__WHAT YOU WILL DO__: Output the lines below as a JSON array of strings, one string per line and no blank lines, starting at the line that contains "Can you find the rear" and running through the final line.

__RECORDS SHOWN__:
%%

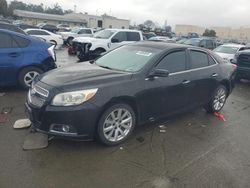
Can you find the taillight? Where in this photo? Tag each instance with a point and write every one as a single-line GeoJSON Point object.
{"type": "Point", "coordinates": [51, 52]}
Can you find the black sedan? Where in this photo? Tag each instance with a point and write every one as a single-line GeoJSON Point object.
{"type": "Point", "coordinates": [128, 86]}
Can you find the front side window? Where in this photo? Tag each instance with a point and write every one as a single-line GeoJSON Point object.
{"type": "Point", "coordinates": [104, 34]}
{"type": "Point", "coordinates": [173, 62]}
{"type": "Point", "coordinates": [127, 58]}
{"type": "Point", "coordinates": [85, 31]}
{"type": "Point", "coordinates": [121, 36]}
{"type": "Point", "coordinates": [198, 59]}
{"type": "Point", "coordinates": [133, 36]}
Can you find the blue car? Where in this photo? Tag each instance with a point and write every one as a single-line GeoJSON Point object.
{"type": "Point", "coordinates": [22, 58]}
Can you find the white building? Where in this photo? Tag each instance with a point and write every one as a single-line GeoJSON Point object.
{"type": "Point", "coordinates": [72, 19]}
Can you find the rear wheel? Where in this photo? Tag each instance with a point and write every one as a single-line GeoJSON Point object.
{"type": "Point", "coordinates": [116, 124]}
{"type": "Point", "coordinates": [27, 75]}
{"type": "Point", "coordinates": [218, 100]}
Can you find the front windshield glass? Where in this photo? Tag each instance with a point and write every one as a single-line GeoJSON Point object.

%%

__RESPONSE TO THE EXERCISE__:
[
  "Can you find the rear wheel? Where in this photo? Tag each instance with a point and write every one as a single-line GeoJSON Point object.",
  "{\"type\": \"Point\", \"coordinates\": [116, 124]}",
  "{\"type\": \"Point\", \"coordinates\": [27, 75]}",
  "{\"type\": \"Point\", \"coordinates\": [218, 100]}",
  "Can you find the front windshield glass? Where in this photo? Tag each instance with a point and write every one as a single-line GeoJSON Point object."
]